▶ [Exercise directions] Reproduce without alteration the lines of the listing between the line containing "Place one keypoint on each instance of the wooden" and the line containing "Target: foliage centerpiece", inclusive.

+ + +

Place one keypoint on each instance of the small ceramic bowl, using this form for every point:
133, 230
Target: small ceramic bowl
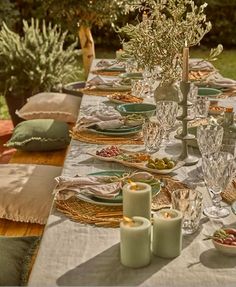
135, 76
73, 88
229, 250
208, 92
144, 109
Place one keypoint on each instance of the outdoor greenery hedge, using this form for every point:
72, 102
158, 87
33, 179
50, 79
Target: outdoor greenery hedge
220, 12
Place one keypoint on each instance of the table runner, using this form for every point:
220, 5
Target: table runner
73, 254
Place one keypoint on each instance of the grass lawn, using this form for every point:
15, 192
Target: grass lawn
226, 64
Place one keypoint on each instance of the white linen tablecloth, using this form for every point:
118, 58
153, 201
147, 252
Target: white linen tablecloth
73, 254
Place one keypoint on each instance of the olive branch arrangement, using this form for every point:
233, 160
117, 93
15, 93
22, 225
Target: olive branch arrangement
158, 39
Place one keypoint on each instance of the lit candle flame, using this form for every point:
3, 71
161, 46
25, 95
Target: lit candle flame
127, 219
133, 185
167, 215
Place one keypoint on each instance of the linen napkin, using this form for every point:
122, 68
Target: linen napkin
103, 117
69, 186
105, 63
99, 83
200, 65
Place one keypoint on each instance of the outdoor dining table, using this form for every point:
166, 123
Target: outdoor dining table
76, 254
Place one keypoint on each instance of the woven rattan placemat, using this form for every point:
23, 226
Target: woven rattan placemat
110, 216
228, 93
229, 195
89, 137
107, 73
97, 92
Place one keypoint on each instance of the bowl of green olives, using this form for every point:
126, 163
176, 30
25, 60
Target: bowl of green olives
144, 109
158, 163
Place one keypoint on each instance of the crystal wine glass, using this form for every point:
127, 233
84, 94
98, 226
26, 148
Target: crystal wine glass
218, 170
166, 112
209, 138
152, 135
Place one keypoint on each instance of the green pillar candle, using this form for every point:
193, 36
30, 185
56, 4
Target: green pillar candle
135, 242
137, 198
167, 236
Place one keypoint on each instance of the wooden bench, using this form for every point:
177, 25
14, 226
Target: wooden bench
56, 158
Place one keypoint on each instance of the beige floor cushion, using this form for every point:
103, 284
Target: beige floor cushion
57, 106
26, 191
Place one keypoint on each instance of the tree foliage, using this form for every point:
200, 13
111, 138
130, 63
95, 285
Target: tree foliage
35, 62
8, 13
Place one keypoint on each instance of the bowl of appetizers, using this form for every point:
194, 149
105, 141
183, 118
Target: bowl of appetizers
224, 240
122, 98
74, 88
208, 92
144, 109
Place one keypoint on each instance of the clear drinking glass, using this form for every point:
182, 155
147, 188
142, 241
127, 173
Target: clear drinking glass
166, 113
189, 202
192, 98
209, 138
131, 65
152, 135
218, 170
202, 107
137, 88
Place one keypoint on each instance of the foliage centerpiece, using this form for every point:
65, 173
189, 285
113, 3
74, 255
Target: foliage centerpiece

+ + +

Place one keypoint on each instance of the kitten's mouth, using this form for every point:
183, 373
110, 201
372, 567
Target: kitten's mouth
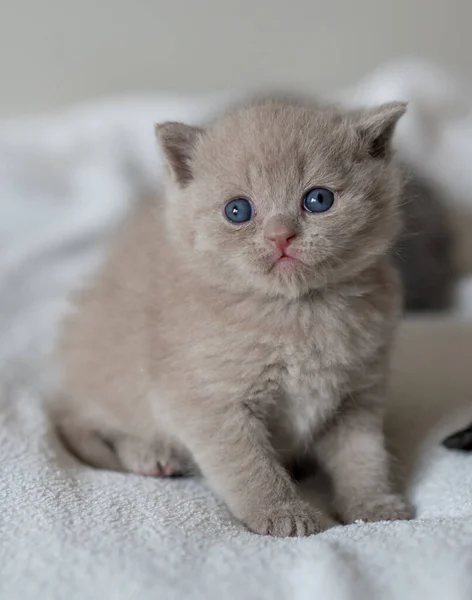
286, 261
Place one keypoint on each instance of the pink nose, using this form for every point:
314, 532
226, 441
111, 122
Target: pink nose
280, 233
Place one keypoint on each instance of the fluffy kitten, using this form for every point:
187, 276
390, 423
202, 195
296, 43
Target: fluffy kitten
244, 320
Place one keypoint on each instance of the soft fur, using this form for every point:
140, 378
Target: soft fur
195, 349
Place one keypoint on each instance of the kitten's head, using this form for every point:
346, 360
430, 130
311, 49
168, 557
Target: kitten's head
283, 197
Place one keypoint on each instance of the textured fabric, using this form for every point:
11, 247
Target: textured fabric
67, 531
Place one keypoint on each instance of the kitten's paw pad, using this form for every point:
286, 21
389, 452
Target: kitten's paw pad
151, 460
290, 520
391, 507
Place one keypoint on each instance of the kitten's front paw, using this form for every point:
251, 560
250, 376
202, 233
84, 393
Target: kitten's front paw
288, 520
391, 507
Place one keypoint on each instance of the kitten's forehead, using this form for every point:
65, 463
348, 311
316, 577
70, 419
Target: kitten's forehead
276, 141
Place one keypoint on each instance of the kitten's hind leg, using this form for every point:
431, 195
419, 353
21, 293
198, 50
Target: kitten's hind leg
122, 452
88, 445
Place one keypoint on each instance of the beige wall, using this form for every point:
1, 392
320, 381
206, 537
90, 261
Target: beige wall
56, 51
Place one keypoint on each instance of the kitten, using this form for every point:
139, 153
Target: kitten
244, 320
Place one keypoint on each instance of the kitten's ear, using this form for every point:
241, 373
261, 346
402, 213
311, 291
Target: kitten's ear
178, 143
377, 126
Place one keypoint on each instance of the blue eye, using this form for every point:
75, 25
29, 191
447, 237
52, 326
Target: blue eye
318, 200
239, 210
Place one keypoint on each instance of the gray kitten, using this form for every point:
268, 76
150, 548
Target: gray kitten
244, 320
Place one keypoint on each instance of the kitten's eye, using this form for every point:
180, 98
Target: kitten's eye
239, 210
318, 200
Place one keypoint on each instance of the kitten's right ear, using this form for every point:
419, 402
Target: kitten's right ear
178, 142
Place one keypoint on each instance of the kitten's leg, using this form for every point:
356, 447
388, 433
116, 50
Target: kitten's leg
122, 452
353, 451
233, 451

+ + +

▶ [Reply]
Place one keypoint on each instance of the wooden bench, using this form for every point:
177, 25
14, 226
Target: wooden bench
56, 158
Place one keypoint on each instance of the beige floor cushion, using this form for every point:
103, 284
Target: beige floor cushion
57, 106
26, 191
Place one keypoint on each instance of the tree foliage, using this form for every point:
200, 13
111, 138
130, 63
95, 285
Target: tree foliage
35, 62
8, 13
Place one keypoint on each instance of the bowl of appetizers, using this form for every point:
194, 149
105, 141
183, 118
Target: bowl of appetizers
224, 240
122, 98
74, 88
208, 92
144, 109
Place one keypoint on each instance of the clear drinking glass, using this form for every point:
182, 155
147, 188
142, 241
127, 173
Target: clear drinking glass
166, 113
189, 202
192, 98
209, 138
131, 65
152, 135
218, 170
202, 107
137, 88
Place one keypoint on each instance of the foliage centerpiece, using this form for every point:
65, 173
189, 285
113, 3
74, 255
Target: foliage centerpiece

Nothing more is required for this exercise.